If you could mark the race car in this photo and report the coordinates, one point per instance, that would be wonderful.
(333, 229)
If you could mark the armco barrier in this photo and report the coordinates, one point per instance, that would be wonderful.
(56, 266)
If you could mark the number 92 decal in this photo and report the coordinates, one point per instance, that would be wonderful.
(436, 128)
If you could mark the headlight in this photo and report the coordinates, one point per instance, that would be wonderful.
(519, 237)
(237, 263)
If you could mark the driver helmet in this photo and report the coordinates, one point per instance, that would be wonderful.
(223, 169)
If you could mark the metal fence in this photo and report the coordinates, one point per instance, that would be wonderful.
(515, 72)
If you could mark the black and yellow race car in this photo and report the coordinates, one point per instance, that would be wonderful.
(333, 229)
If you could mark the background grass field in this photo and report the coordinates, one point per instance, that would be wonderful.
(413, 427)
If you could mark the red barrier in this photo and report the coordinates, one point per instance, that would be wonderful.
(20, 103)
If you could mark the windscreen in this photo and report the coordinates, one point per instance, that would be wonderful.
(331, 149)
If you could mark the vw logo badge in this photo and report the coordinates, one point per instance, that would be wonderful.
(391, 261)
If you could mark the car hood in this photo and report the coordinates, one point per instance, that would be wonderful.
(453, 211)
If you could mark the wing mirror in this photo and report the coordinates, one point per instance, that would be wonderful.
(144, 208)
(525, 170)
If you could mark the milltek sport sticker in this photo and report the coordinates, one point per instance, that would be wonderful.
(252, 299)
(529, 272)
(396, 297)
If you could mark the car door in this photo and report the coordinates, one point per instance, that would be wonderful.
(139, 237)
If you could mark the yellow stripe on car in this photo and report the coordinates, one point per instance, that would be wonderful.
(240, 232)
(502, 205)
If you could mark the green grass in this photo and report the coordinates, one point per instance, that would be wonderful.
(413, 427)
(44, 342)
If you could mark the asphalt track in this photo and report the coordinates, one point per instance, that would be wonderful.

◆ **YOUR GOAL**
Using the listing above, return exactly, and only, the lines from the one that contains "If you could mark the car door" through its last line, both included.

◆ **YOUR RESPONSE**
If you could mark the car door in this photo and report the coordinates, one point per instance, that would be wonderful.
(139, 237)
If you could mark the yellow stripe on car in this photo and report the coordinates, one point per instance, that would be wonderful.
(240, 232)
(502, 205)
If you could mark the green grass in this photo and report the coordinates, one point per instance, that would be wonderful.
(413, 427)
(44, 342)
If you could mark the asphalt track in this photo and report the coordinates, one point per instance, that would be wonderful.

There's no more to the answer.